Locate every line in the entries below that contains the string "brown", and copy each such line. Case counts.

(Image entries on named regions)
——
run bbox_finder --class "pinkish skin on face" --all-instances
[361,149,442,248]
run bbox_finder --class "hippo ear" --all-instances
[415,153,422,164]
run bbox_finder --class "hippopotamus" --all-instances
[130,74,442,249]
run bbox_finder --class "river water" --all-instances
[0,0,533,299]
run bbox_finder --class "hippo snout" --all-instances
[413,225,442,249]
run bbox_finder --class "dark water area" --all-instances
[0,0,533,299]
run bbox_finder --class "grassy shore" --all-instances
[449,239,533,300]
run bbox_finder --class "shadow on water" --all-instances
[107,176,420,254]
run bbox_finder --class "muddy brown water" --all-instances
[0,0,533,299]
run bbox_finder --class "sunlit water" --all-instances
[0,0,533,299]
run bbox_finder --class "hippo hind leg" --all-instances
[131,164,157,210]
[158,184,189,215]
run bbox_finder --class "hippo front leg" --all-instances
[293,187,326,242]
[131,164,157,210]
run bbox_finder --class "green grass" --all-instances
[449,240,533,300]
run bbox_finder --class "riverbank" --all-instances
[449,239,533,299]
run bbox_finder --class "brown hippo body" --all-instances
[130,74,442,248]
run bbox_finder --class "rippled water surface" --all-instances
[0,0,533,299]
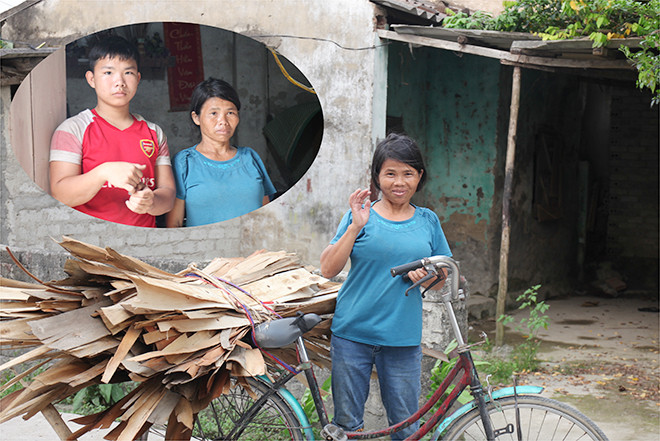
——
SOLUTION TO THIS PROBLEM:
run bbox_finder --class "muddy brown water" --all-instances
run bbox_finder --class "brown hippo body" --all-instances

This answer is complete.